_Problem details_
Each record in the material below must be written out again exactly.

_Data provided_
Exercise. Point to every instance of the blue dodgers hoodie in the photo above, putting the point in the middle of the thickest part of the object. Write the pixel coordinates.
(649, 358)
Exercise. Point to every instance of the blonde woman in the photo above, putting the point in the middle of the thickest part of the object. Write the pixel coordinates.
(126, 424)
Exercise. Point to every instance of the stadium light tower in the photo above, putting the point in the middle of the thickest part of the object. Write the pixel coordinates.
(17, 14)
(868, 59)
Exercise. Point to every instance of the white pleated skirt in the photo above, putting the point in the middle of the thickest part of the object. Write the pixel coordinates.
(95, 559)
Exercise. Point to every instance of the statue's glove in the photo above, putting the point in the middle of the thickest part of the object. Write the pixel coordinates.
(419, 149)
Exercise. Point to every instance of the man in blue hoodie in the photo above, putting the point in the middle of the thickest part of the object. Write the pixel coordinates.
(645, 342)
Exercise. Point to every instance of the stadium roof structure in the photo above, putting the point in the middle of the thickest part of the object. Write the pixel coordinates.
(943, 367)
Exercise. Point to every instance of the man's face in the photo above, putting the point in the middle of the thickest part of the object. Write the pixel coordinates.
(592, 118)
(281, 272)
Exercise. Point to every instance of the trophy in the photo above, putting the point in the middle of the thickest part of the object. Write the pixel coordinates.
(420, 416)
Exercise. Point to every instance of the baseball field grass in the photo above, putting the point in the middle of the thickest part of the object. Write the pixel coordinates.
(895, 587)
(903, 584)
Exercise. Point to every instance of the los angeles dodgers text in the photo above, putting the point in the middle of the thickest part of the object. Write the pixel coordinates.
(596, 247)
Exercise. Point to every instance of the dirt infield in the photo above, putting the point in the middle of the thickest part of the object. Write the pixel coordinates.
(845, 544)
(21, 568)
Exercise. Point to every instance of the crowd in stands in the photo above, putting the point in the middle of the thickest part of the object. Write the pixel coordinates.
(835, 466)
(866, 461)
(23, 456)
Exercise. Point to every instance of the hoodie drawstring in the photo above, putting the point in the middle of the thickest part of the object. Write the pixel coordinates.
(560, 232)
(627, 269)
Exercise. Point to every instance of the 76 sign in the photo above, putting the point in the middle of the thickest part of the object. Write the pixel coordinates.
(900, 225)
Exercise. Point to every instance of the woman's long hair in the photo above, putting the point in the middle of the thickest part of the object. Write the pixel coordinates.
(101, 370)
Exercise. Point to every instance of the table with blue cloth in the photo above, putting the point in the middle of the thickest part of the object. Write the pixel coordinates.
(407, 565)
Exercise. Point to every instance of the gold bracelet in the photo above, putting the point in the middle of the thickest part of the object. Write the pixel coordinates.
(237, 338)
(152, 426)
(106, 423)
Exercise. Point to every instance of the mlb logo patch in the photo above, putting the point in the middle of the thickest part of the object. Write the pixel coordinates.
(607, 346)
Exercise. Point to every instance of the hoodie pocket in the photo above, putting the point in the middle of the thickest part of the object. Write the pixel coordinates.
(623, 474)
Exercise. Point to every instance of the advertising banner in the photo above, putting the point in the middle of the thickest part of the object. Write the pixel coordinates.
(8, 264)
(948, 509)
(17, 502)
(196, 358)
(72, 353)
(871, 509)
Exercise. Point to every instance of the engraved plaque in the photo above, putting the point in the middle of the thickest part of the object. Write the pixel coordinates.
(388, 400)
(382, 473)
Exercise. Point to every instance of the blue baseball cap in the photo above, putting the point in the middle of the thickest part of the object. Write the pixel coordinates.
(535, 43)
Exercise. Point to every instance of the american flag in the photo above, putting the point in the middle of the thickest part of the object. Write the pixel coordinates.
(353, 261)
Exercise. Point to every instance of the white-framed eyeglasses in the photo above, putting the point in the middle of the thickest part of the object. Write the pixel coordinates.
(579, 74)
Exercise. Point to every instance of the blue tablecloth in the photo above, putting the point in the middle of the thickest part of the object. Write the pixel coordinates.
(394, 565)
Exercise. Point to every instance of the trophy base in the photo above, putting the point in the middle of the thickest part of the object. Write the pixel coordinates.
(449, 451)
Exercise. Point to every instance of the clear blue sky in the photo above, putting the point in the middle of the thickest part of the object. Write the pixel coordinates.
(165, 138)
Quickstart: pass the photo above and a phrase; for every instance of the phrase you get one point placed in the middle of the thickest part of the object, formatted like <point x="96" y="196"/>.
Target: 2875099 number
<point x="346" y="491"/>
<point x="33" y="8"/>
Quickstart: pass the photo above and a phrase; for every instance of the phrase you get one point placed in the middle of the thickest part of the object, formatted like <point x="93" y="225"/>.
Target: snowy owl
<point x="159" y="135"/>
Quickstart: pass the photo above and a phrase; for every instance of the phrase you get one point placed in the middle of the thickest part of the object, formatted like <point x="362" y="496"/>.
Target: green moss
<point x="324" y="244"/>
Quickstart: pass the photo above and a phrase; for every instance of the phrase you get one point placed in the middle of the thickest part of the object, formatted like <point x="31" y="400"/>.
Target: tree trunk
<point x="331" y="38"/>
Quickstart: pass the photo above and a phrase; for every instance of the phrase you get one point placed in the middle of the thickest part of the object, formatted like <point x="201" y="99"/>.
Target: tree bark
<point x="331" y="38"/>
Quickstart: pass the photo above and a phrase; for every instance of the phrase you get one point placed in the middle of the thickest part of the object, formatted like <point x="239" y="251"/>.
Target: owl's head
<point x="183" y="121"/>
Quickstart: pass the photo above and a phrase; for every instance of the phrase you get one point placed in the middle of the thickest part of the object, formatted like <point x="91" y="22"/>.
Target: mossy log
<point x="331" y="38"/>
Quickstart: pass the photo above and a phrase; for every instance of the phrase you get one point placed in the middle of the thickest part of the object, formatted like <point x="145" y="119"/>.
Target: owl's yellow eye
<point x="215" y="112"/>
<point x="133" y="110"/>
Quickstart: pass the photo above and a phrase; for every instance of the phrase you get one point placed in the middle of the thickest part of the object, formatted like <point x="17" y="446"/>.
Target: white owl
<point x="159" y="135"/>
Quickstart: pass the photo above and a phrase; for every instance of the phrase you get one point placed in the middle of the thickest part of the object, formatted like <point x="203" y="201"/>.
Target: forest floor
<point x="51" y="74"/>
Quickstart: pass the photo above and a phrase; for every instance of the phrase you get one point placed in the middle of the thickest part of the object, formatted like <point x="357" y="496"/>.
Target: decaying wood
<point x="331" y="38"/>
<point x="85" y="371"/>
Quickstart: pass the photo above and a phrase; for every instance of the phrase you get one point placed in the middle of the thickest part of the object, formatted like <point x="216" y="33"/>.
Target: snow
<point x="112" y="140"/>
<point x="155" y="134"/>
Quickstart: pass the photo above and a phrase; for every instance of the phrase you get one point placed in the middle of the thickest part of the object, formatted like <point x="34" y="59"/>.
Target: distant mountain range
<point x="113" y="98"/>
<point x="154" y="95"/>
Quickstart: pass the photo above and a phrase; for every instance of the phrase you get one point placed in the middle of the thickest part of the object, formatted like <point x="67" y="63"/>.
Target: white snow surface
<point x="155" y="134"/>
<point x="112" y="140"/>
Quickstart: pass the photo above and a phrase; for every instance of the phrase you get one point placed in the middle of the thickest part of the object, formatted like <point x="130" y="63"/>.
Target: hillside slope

_Written response_
Exercise. Point to every instance of the blue dodgers hoodie in the photo above, putting the point in the middle of the thickest part of the object. Write the pixel coordinates.
(649, 358)
Exercise. Point to every instance of the blonde woman in the photo above, putting the point in the middle of the thickest part of the object. Write the pixel coordinates.
(126, 424)
Exercise. Point to every instance of the stadium light tower in the photo above, putting the point in the middle of the thickest part of the object. Write the pixel coordinates.
(17, 14)
(868, 59)
Exercise. Point to every instance of the white pleated skirt in the photo above, putting the point in the middle of the thickest part of the object. Write the pixel coordinates.
(95, 559)
Exercise. Point to every instance of the statue's glove in the photo above, putting the point in the middle of the thickest part of the object. Write the pixel coordinates.
(419, 149)
Exercise. Point to every instance of the man in blue hoodie in the photo above, putting the point in the middle of the thickest part of the object. Write the pixel coordinates.
(645, 342)
Exercise. Point to every instance of the stadium roof structure in the photo above, putting the point in the middle of the thickest part of the object. Write the pixel coordinates.
(943, 367)
Exercise. Point to every instance of the man's face in the photo above, putting the point in the middle of the thickest part of the object. Write the pixel coordinates.
(592, 118)
(281, 272)
Exercise. Point to every instance of the trophy in the photo above, putting the point in the middle of the thickest part of the object. Write the pixel coordinates.
(420, 416)
Exercise. Point to every instance of the baseball field grass in the photo above, putting the point in the middle of the thickest part of the object. Write the pixel coordinates.
(895, 587)
(903, 584)
Exercise. Point to every instance of the los angeles dodgers text in the photo above, putting the point in the middle of the thickest part of the object. Write the pixel coordinates.
(596, 247)
Exercise. Point to every instance of the dirt infield in the photo above, putting the point in the middle of the thickest part of the object. Write the pixel coordinates.
(845, 544)
(21, 568)
Exercise. Point to every instance of the crowd in stands in the photo above, putting the point in the middle of the thickest part of the object. Write the pixel coordinates.
(835, 466)
(866, 461)
(23, 456)
Exercise. Point to every instance of the hoodie drawstring in the photo above, putting the point in the middle of the thickest part of the object. Write the pixel coordinates.
(560, 232)
(627, 269)
Exercise. Point to every instance of the 76 sign in the photo above, putting the point in the middle of the thickest part of the object. Write the pixel coordinates.
(900, 225)
Exercise. Point to every instance of the woman's long hair in the photo above, putting the point in the middle of the thickest part of the object. Write the pixel coordinates.
(101, 370)
Exercise. Point to every instance of the table with blue cloth in the photo above, putting the point in the middle of the thickest part of the object. Write the pixel coordinates.
(407, 565)
Exercise. Point to every instance of the gold bracelet in the photo above, putting the point in the middle of the thickest part of the object. Write the pixel coordinates.
(237, 338)
(152, 426)
(106, 423)
Exercise. Point to every instance of the mlb logo patch in the photo above, putting the point in the middle of the thickest part of the object. Write the pixel coordinates.
(607, 346)
Exercise. Point to every instance of the hoodie pocket in the photo above, putting the point in the middle of the thickest part of the object. Write the pixel coordinates.
(623, 474)
Exercise. Point to every instance of the advertising banner in the photo above, putting the point in the middle of the thickest part of the object. Write the pixel coordinates.
(8, 264)
(948, 509)
(17, 502)
(196, 358)
(72, 353)
(871, 509)
Exercise. Point to every instance of the engraved plaque in the photo above, putting the point in the middle of the thickest part of the object. Write the pixel coordinates.
(388, 400)
(382, 473)
Exercise. Point to every instance of the blue baseball cap in the photo above, putting the point in the middle of the thickest part of the object. Write the pixel coordinates.
(535, 43)
Exercise. Point to every instance of the american flag in the photo above, putting the point in the middle of the thickest part of the object. Write the pixel coordinates.
(353, 261)
Exercise. Point to every instance of the white-framed eyeglasses in the photo above, putting the point in the middle of the thickest part of the object. Write the pixel coordinates.
(579, 74)
Exercise. Point to every instance of the blue tablecloth in the photo above, putting the point in the middle of the thickest part of the object. Write the pixel coordinates.
(394, 565)
Exercise. Point to every instance of the trophy base in the photo above, putting the point in the middle of the thickest part of the object. Write the pixel coordinates.
(449, 451)
Exercise. Point to every instance of the clear blue sky in the photo above, putting the point in the middle of the thickest part of the object. Write the pixel coordinates.
(165, 138)
Quickstart: pass the photo above and a phrase; for every instance of the phrase you get one point placed in the middle of the thickest part of the object, formatted like <point x="96" y="196"/>.
Target: 2875099 number
<point x="346" y="491"/>
<point x="33" y="8"/>
Quickstart: pass the photo above and a phrase; for every instance of the phrase you get one point placed in the middle of the thickest part of the object, formatted like <point x="93" y="225"/>.
Target: snowy owl
<point x="159" y="135"/>
Quickstart: pass the photo above and a phrase; for every instance of the phrase you get one point placed in the middle of the thickest part of the object, formatted like <point x="362" y="496"/>.
Target: green moss
<point x="324" y="244"/>
Quickstart: pass the photo above and a phrase; for every instance of the phrase you get one point placed in the middle of the thickest part of the object, formatted like <point x="31" y="400"/>.
Target: tree trunk
<point x="331" y="38"/>
Quickstart: pass the photo above and a phrase; for every instance of the phrase you get one point placed in the middle of the thickest part of the object, formatted like <point x="201" y="99"/>.
Target: tree bark
<point x="331" y="38"/>
Quickstart: pass the photo above and a phrase; for every instance of the phrase you get one point placed in the middle of the thickest part of the object, formatted like <point x="239" y="251"/>.
Target: owl's head
<point x="183" y="121"/>
Quickstart: pass the photo above and a phrase; for every instance of the phrase you get one point placed in the middle of the thickest part of the object, formatted like <point x="91" y="22"/>.
Target: mossy log
<point x="331" y="38"/>
Quickstart: pass the photo above and a phrase; for every instance of the phrase you get one point placed in the middle of the thickest part of the object, formatted like <point x="145" y="119"/>.
Target: owl's yellow eye
<point x="215" y="112"/>
<point x="133" y="110"/>
Quickstart: pass the photo above and a phrase; for every instance of the phrase you get one point placed in the middle of the thickest part of the object, formatted like <point x="17" y="446"/>.
Target: white owl
<point x="159" y="135"/>
Quickstart: pass the photo above and a phrase; for every instance of the phrase you get one point placed in the middle of the thickest part of the object, formatted like <point x="203" y="201"/>.
Target: forest floor
<point x="51" y="74"/>
Quickstart: pass the photo above and a phrase; for every instance of the phrase you get one point placed in the middle of the thickest part of the object, formatted like <point x="357" y="496"/>.
Target: decaying wood
<point x="331" y="38"/>
<point x="85" y="371"/>
Quickstart: pass the photo above and a phrase; for every instance of the phrase you get one point placed in the middle of the thickest part of the object, formatted like <point x="216" y="33"/>.
Target: snow
<point x="112" y="140"/>
<point x="155" y="134"/>
Quickstart: pass the photo above and a phrase; for every instance of the phrase you get one point placed in the middle of the thickest part of the object, formatted like <point x="34" y="59"/>.
Target: distant mountain range
<point x="113" y="98"/>
<point x="154" y="95"/>
Quickstart: pass the photo above and a phrase; for every instance of the phrase you get one point placed in the middle of the thickest part of the object, formatted like <point x="67" y="63"/>.
Target: white snow surface
<point x="155" y="134"/>
<point x="112" y="140"/>
Quickstart: pass the photo above and a phrase; for every instance of the phrase you get one point placed in the middle of the thickest part of the object, formatted like <point x="130" y="63"/>.
Target: hillside slope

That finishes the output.